*** Text segment Section Begins ***

Drug development is stuck in an innovation gap, in which it incurs staggering expenses and takes many, ten to fifteen, years to get a drug to market, furthermore, during the process many animals are sacrificed in preclinical work, and in the end many times the results from the animal studies does not accurately predict what will happen in humans, resulting in failures, delays, and recalled drugs. There is currently a gap in the preclinical testing platform for therapeutics. Organ-on-a-chip technologies of closing this gap, and have the potential of curtailing the high experimental costs and complexities associated with in vivo studies, and eventually evolving into next generation tools for therapeutic validation and development.
We propose that by using a multi-compartment microfluidic platform, while integrating synthetic biointeractive hydrogels into and between the compartments, we will be able to produce a multi-organ-on-a-chip which recapitulates organ-like functions in each compartment and a vascular-similar conduit system between compartments to produce an early stage human on-a-chip for future therapeutic assessment and development applications.
This project aims to develop a preliminary human-on-a-chip device, initially focusing on a heart-, and liver-on-a-chip and an endothelialized-conduit system between and through the two organ compartments.
Successful production of this platform will improve the therapeutic and pharmaceutical development pipeline, while also minimizing our reliance on animal testing in accordance with the needs and guidelines within the EU.
The long term implications of this work would result in increasing the throughput of therapeutics, directly minimizing the cost of drug development and increasing the efficiency. This would lead to lowered economic burden to produce drugs, as well as quicker turn around, having large implications on improving the quality of life in globally.

*** Text segment Section Ends ***
*** Entries supplied Section Begins ***

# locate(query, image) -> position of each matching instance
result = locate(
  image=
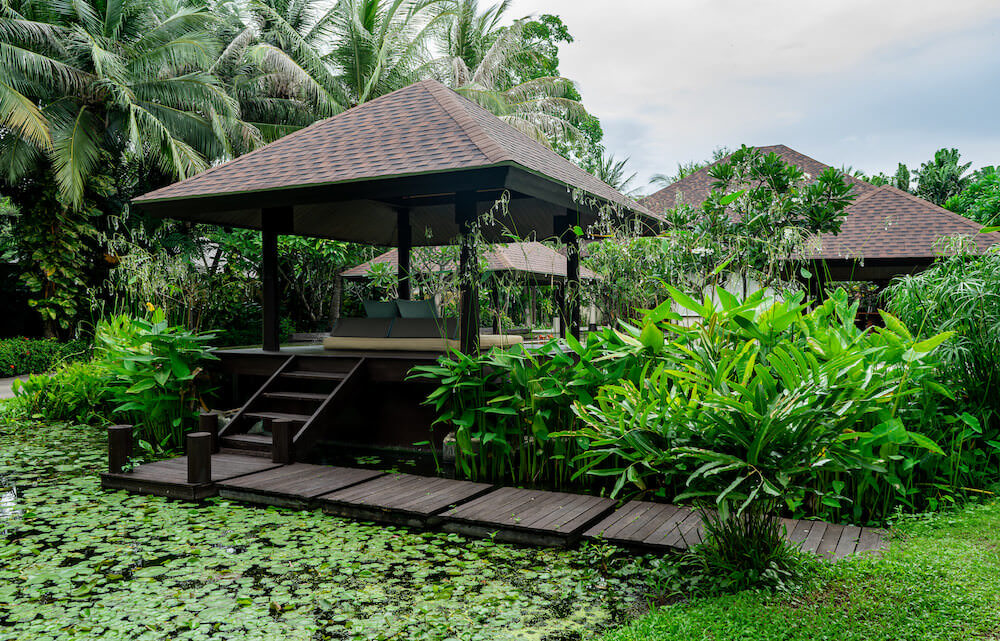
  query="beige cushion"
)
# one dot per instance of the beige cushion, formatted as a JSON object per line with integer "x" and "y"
{"x": 415, "y": 344}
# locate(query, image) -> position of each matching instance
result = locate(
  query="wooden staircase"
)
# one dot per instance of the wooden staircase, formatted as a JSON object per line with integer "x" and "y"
{"x": 304, "y": 390}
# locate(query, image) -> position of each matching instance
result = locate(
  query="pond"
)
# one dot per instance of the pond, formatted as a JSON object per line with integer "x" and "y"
{"x": 80, "y": 562}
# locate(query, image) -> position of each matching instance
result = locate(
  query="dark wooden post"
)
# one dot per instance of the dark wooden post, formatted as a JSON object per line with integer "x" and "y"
{"x": 274, "y": 221}
{"x": 570, "y": 295}
{"x": 495, "y": 295}
{"x": 119, "y": 447}
{"x": 468, "y": 273}
{"x": 209, "y": 422}
{"x": 199, "y": 452}
{"x": 282, "y": 441}
{"x": 404, "y": 241}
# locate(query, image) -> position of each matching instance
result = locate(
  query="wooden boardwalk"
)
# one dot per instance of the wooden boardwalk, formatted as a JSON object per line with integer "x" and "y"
{"x": 532, "y": 517}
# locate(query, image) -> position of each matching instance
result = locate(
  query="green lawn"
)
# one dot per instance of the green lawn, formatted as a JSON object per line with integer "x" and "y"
{"x": 939, "y": 580}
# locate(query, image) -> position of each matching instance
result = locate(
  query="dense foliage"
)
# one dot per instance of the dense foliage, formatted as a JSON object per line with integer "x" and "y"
{"x": 961, "y": 294}
{"x": 760, "y": 401}
{"x": 76, "y": 392}
{"x": 751, "y": 231}
{"x": 102, "y": 101}
{"x": 980, "y": 200}
{"x": 19, "y": 356}
{"x": 754, "y": 399}
{"x": 154, "y": 370}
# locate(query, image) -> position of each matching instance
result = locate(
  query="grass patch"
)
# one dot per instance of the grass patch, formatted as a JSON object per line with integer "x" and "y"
{"x": 939, "y": 580}
{"x": 77, "y": 562}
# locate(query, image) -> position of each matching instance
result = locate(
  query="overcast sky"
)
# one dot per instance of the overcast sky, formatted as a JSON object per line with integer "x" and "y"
{"x": 848, "y": 82}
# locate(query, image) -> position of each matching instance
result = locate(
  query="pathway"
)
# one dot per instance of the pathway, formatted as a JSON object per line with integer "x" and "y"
{"x": 531, "y": 517}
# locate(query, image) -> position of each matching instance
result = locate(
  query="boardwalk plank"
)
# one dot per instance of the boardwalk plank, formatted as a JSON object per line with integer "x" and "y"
{"x": 299, "y": 480}
{"x": 848, "y": 542}
{"x": 870, "y": 540}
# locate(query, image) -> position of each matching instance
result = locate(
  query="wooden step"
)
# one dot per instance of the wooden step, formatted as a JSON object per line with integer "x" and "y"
{"x": 259, "y": 444}
{"x": 297, "y": 396}
{"x": 295, "y": 418}
{"x": 315, "y": 376}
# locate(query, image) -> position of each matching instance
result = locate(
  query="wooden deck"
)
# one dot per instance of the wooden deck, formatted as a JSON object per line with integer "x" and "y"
{"x": 532, "y": 517}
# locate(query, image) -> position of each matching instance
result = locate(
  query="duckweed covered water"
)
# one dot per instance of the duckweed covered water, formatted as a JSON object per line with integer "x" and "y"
{"x": 77, "y": 562}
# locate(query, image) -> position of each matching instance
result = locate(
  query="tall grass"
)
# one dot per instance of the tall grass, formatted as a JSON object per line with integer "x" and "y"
{"x": 960, "y": 294}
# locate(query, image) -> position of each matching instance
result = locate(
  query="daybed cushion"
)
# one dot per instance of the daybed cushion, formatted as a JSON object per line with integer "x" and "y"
{"x": 381, "y": 309}
{"x": 424, "y": 328}
{"x": 362, "y": 327}
{"x": 486, "y": 341}
{"x": 416, "y": 308}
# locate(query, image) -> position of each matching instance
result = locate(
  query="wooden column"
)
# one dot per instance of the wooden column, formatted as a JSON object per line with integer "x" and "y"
{"x": 570, "y": 295}
{"x": 119, "y": 447}
{"x": 282, "y": 441}
{"x": 468, "y": 273}
{"x": 208, "y": 422}
{"x": 199, "y": 452}
{"x": 404, "y": 235}
{"x": 495, "y": 296}
{"x": 270, "y": 339}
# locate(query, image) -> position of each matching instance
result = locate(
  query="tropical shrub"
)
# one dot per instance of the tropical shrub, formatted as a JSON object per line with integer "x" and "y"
{"x": 960, "y": 294}
{"x": 19, "y": 356}
{"x": 505, "y": 404}
{"x": 154, "y": 369}
{"x": 761, "y": 402}
{"x": 74, "y": 392}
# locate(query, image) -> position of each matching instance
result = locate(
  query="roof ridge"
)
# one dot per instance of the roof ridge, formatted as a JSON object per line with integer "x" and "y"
{"x": 940, "y": 210}
{"x": 445, "y": 97}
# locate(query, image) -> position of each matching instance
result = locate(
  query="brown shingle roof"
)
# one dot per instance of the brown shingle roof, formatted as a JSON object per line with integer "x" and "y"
{"x": 882, "y": 223}
{"x": 532, "y": 258}
{"x": 419, "y": 129}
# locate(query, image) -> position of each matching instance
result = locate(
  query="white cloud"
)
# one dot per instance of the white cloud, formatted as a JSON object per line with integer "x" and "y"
{"x": 673, "y": 79}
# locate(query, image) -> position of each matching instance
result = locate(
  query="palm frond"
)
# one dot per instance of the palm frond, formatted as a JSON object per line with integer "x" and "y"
{"x": 74, "y": 153}
{"x": 23, "y": 117}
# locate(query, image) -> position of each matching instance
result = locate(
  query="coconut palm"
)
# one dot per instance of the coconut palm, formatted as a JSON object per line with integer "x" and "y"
{"x": 379, "y": 46}
{"x": 85, "y": 80}
{"x": 273, "y": 62}
{"x": 479, "y": 62}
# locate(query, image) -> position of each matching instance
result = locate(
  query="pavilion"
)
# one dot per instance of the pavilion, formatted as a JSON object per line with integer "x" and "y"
{"x": 419, "y": 166}
{"x": 887, "y": 232}
{"x": 536, "y": 263}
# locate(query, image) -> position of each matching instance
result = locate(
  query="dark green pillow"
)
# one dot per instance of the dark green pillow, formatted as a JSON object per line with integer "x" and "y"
{"x": 381, "y": 309}
{"x": 416, "y": 308}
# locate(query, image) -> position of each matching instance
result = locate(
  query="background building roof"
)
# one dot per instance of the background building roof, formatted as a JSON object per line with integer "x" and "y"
{"x": 882, "y": 223}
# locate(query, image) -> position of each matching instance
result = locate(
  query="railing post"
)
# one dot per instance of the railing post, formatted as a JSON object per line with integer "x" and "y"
{"x": 282, "y": 442}
{"x": 199, "y": 449}
{"x": 119, "y": 447}
{"x": 209, "y": 422}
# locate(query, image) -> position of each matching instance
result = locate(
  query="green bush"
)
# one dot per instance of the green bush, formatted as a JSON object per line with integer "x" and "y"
{"x": 76, "y": 392}
{"x": 154, "y": 370}
{"x": 764, "y": 401}
{"x": 19, "y": 356}
{"x": 504, "y": 404}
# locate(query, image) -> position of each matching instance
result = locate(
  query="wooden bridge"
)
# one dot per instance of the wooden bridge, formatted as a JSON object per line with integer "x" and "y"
{"x": 532, "y": 517}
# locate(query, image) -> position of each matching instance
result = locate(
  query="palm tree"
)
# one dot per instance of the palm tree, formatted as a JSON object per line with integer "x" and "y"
{"x": 379, "y": 46}
{"x": 272, "y": 62}
{"x": 94, "y": 78}
{"x": 943, "y": 177}
{"x": 479, "y": 62}
{"x": 612, "y": 171}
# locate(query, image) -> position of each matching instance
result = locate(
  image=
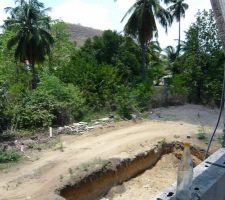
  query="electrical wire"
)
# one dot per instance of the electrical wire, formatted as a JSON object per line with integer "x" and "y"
{"x": 219, "y": 117}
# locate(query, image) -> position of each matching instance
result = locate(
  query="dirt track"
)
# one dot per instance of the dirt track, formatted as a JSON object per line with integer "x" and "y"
{"x": 39, "y": 179}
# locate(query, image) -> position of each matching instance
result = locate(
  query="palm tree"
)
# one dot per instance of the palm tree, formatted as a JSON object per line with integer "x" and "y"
{"x": 142, "y": 23}
{"x": 31, "y": 38}
{"x": 177, "y": 10}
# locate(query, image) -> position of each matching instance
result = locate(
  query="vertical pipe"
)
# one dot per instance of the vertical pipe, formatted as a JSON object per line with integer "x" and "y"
{"x": 219, "y": 12}
{"x": 50, "y": 132}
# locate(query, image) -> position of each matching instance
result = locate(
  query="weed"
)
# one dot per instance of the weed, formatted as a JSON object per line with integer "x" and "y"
{"x": 9, "y": 156}
{"x": 70, "y": 171}
{"x": 220, "y": 139}
{"x": 59, "y": 145}
{"x": 176, "y": 136}
{"x": 61, "y": 178}
{"x": 201, "y": 136}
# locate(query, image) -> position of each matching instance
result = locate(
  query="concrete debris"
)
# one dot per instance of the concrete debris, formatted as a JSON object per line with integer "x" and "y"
{"x": 78, "y": 128}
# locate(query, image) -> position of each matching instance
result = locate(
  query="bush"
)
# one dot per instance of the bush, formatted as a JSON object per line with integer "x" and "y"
{"x": 51, "y": 103}
{"x": 9, "y": 156}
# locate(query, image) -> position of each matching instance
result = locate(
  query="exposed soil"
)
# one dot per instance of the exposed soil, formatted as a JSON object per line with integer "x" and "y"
{"x": 151, "y": 182}
{"x": 109, "y": 177}
{"x": 39, "y": 178}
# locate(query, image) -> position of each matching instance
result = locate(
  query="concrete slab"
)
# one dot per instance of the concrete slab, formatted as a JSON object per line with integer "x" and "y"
{"x": 208, "y": 182}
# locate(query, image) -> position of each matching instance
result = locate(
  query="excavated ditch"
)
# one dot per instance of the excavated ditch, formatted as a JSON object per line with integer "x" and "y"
{"x": 98, "y": 182}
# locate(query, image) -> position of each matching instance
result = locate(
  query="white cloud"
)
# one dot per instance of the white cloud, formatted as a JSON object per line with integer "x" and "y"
{"x": 107, "y": 14}
{"x": 88, "y": 14}
{"x": 194, "y": 6}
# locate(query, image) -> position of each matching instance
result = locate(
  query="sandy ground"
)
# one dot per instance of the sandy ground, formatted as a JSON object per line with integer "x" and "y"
{"x": 38, "y": 179}
{"x": 150, "y": 183}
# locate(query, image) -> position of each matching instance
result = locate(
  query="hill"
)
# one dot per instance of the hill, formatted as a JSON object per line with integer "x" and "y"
{"x": 80, "y": 34}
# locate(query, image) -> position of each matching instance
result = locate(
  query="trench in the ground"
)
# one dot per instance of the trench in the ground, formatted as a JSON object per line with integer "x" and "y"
{"x": 133, "y": 178}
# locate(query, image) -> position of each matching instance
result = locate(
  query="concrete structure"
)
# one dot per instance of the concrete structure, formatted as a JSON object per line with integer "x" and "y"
{"x": 208, "y": 181}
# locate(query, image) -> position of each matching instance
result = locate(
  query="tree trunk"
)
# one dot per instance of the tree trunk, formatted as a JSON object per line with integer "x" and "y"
{"x": 35, "y": 78}
{"x": 219, "y": 12}
{"x": 178, "y": 47}
{"x": 143, "y": 60}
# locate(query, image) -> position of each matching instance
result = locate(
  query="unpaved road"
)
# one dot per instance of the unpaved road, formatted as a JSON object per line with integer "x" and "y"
{"x": 38, "y": 179}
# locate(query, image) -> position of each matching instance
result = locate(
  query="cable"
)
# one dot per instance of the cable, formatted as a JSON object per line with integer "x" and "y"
{"x": 219, "y": 117}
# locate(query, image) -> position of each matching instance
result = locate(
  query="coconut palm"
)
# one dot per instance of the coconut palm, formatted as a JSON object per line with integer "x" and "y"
{"x": 142, "y": 23}
{"x": 32, "y": 39}
{"x": 177, "y": 10}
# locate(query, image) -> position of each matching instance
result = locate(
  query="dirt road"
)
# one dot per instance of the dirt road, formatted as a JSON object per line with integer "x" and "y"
{"x": 38, "y": 179}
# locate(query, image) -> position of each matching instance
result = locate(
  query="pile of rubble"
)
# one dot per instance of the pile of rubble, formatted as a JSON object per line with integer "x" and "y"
{"x": 80, "y": 127}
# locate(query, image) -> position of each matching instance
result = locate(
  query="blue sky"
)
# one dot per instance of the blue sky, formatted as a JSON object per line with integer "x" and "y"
{"x": 107, "y": 14}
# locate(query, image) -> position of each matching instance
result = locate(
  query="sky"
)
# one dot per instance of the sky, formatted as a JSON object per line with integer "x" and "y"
{"x": 107, "y": 14}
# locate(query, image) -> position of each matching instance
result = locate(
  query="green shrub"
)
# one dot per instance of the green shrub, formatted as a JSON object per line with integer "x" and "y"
{"x": 9, "y": 156}
{"x": 51, "y": 103}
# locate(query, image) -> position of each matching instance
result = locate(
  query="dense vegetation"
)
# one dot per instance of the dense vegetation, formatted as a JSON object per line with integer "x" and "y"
{"x": 61, "y": 82}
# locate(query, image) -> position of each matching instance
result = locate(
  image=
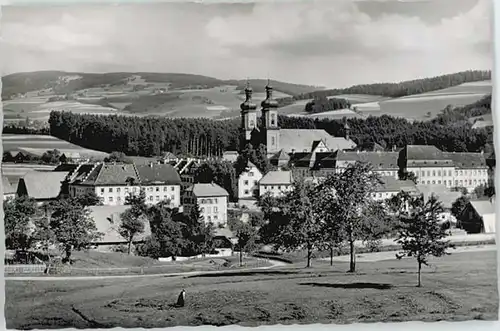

*** Entries supplied Section Ends ***

#### Instructions
1) Translate this sentence from the organ-on-a-chip text into Spanish: "This project aims to develop a preliminary human-on-a-chip device, initially focusing on a heart-, and liver-on-a-chip and an endothelialized-conduit system between and through the two organ compartments."
2) Answer these questions using the organ-on-a-chip text:
(a) How many years does the text say it takes to get a drug to market?
(b) Which two organs does the project initially focus on?
(c) The reduced reliance on animal testing is in accordance with the needs and guidelines of what body?
3) Quote the part of the organ-on-a-chip text starting at "This project aims" and ending at "two organ compartments.".

#### Answers to this exercise
1) Este proyecto tiene como objetivo desarrollar un dispositivo preliminar de humano en un chip, centrado inicialmente en un corazón en un chip y un hígado en un chip, y en un sistema de conductos endotelizados entre y a través de los dos compartimentos de órganos.

2)
(a) Ten to fifteen years.
(b) The heart and the liver.
(c) The EU.

3)
This project aims to develop a preliminary human-on-a-chip device, initially focusing on a heart-, and liver-on-a-chip and an endothelialized-conduit system between and through the two organ compartments.